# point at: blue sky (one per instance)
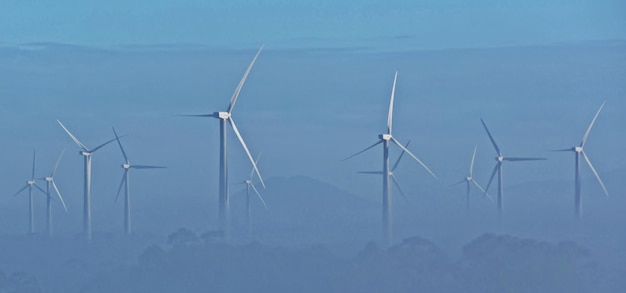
(415, 24)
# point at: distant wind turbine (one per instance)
(87, 154)
(578, 152)
(385, 139)
(224, 117)
(125, 183)
(469, 180)
(250, 185)
(391, 173)
(498, 168)
(50, 184)
(29, 185)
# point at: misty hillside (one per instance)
(302, 210)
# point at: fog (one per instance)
(305, 110)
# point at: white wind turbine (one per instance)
(50, 184)
(469, 180)
(125, 183)
(29, 185)
(498, 167)
(226, 118)
(385, 139)
(250, 185)
(391, 173)
(87, 154)
(578, 152)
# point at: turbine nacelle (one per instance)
(222, 115)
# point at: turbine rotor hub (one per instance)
(222, 115)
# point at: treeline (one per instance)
(490, 263)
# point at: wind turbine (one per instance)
(498, 167)
(469, 180)
(87, 154)
(385, 139)
(225, 118)
(124, 183)
(250, 185)
(391, 173)
(29, 185)
(578, 152)
(50, 184)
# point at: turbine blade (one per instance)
(100, 146)
(393, 93)
(56, 165)
(120, 144)
(59, 194)
(256, 162)
(22, 189)
(395, 182)
(76, 141)
(258, 195)
(119, 189)
(595, 173)
(233, 99)
(495, 145)
(196, 115)
(39, 188)
(369, 147)
(591, 125)
(472, 163)
(524, 159)
(460, 182)
(563, 150)
(478, 185)
(146, 167)
(33, 173)
(493, 174)
(412, 155)
(485, 194)
(243, 143)
(395, 165)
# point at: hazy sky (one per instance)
(421, 24)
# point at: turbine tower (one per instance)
(498, 167)
(29, 185)
(578, 152)
(50, 184)
(385, 139)
(469, 180)
(225, 118)
(87, 154)
(125, 183)
(391, 173)
(250, 185)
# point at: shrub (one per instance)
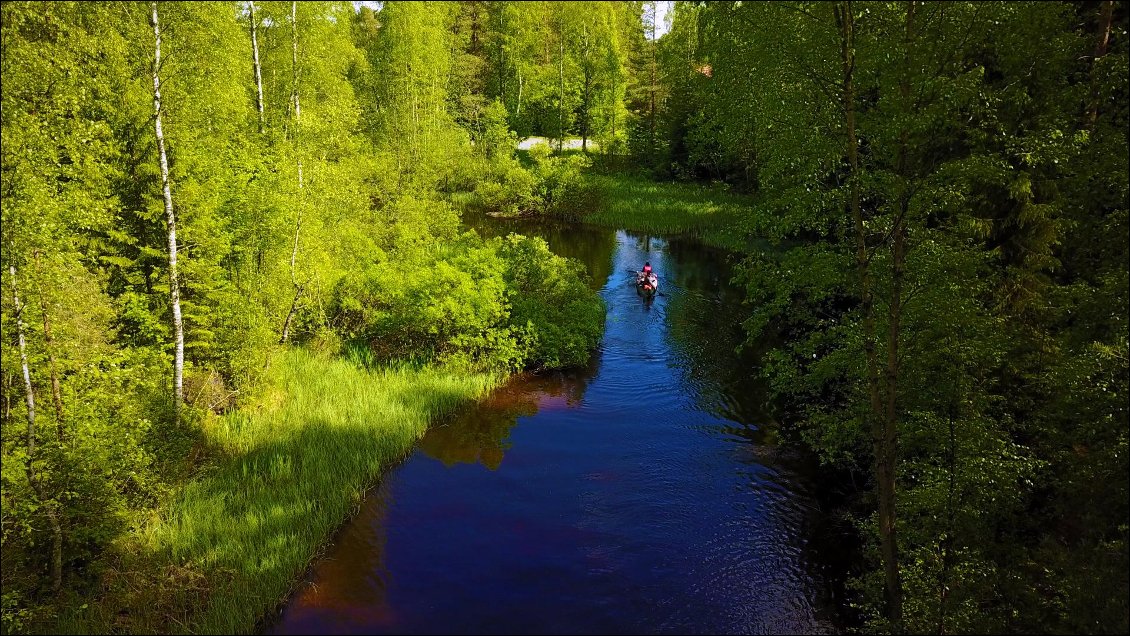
(497, 305)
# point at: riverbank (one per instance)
(287, 472)
(707, 212)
++++
Reproduce the records above word for word, from the line containing "# point at: shrub (one per instance)" through the end of the records, leaving out the pictures.

**Response**:
# point at: shrub (one per instance)
(497, 305)
# point at: riverbank (one per instance)
(287, 472)
(707, 212)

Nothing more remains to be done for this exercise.